22-year-old Adebowale’s defence team said a whole-life sentence would have been “inhuman” and he was given a life sentence to serve a minimum of 45 years - saved from a whole-life tariff because of his age.

WARNING: graphic footage

Lee Rigby’s family were visibly distressed at the violent culmination of the lengthy legal process. Mr Justice Sweeney said the killers had “gloried” in their barbaric act in stark contrast to the “compassion and bravery” of the women at the scene who tended to his body.

In the killers' absence, Mr Justice Sweeney said: “You, Adebolajo, were the leader of this joint enterprise, albeit that Adebowale played his part enthusiastically. It was you who provided much, if not all, of the equipment and the car, and you were the mouthpiece on the day. You handed out a preprepared written statement seeking to justify your joint cause and actions. In addition, carrying the bloodied cleaver in your equally bloody hands, and knowing that you were being filmed, you made a political statement.

“Your sickening and pitiless conduct was in stark contrast to the compassion and bravery shown by the various women at the scene who tended to Lee Rigby’s body and who challenged what you had done and said.”

In a statement read outside court on their behalf Lee Rigby’s family welcomed the verdict, saying: “We believe justice has been done for Lee.”

Adebolajo now joins the list of the nation’s most infamous killers, including Moors Murderer Ian Brady, Rose West, and the Yorkshire Ripper Peter Sutcliffe.

The sentencing had been delayed while a decision was made on whether whole life tariffs meaning prisoners will never be released can still be made. It followed a ruling in Strasbourg last year by the European Court of Human Rights that said whole life sentences had to be reviewed at some point.

A panel of five judges, including the most senior judge in England and Wales, Lord Chief Justice Lord Thomas, declared last week that sentencing judges can continue to impose whole-life tariffs for the very worst crimes paving the way for today’s verdict.

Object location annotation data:
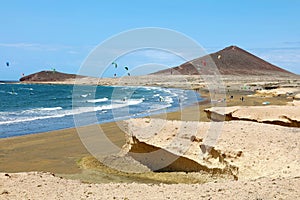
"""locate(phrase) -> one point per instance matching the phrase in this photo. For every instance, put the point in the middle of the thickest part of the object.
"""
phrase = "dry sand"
(37, 185)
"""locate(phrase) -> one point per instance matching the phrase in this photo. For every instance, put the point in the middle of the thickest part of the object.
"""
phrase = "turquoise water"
(30, 108)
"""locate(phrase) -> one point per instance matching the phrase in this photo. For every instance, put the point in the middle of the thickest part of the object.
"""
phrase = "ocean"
(33, 108)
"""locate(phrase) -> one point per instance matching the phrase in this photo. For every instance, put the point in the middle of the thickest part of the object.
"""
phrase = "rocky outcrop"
(242, 150)
(176, 148)
(279, 115)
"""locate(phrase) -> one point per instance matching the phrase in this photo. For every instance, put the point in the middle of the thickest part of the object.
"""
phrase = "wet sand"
(62, 151)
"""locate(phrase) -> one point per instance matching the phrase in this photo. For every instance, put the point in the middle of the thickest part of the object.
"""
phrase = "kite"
(115, 64)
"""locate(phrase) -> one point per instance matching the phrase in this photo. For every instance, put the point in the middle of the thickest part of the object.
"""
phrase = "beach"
(63, 154)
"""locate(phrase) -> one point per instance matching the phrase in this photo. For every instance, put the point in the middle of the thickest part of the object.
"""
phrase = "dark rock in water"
(229, 61)
(48, 76)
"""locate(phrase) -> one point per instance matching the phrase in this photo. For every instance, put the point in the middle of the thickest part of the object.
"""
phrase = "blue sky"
(40, 35)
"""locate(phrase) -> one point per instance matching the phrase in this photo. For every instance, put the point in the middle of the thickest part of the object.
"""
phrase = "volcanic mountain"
(48, 76)
(230, 61)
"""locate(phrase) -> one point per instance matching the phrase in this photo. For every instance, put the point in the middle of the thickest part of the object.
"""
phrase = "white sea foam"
(97, 100)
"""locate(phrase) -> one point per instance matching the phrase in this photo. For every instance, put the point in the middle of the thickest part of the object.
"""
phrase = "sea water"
(33, 108)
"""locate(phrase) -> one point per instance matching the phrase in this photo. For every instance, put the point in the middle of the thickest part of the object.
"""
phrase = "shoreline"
(62, 151)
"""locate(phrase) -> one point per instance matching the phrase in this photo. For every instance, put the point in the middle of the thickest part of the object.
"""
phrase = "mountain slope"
(229, 61)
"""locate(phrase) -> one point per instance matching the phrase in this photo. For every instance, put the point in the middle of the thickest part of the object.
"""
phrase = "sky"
(42, 35)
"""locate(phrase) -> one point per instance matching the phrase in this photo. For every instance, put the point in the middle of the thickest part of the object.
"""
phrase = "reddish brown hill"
(48, 76)
(229, 61)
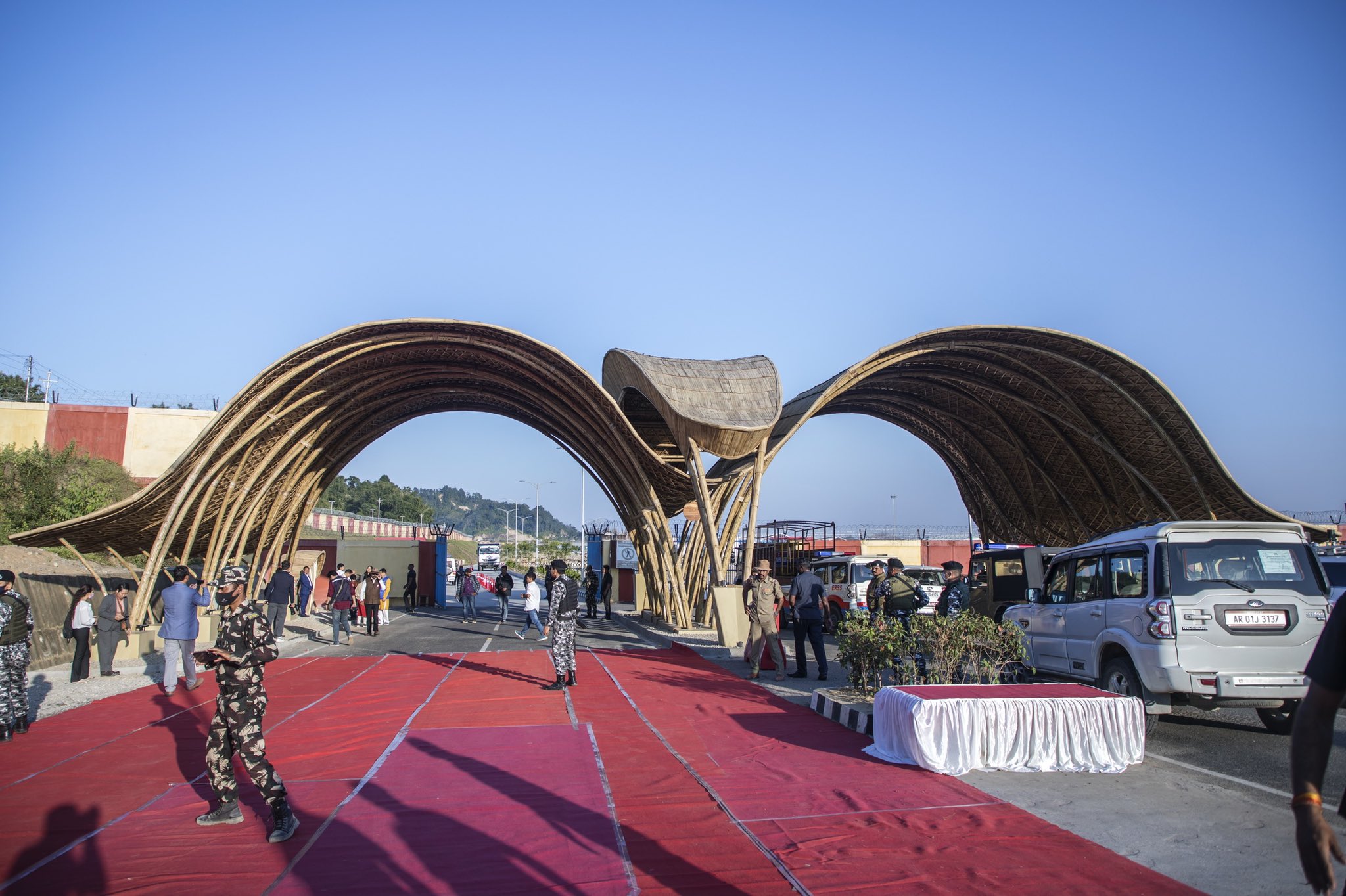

◆ Exercises to complete
1. Reproduce the part of the sentencing report that begins with the words "22-year-old Adebowale’s defence" and ends with "to his body.".
2. Find every line of the listing that contains the string "mountain" and copy those lines. Matching is case-sensitive.

◆ Answers for this exercise
1.
22-year-old Adebowale’s defence team said a whole-life sentence would have been “inhuman” and he was given a life sentence to serve a minimum of 45 years - saved from a whole-life tariff because of his age.

WARNING: graphic footage

Lee Rigby’s family were visibly distressed at the violent culmination of the lengthy legal process. Mr Justice Sweeney said the killers had “gloried” in their barbaric act in stark contrast to the “compassion and bravery” of the women at the scene who tended to his body.

2.
phrase = "volcanic mountain"
phrase = "mountain slope"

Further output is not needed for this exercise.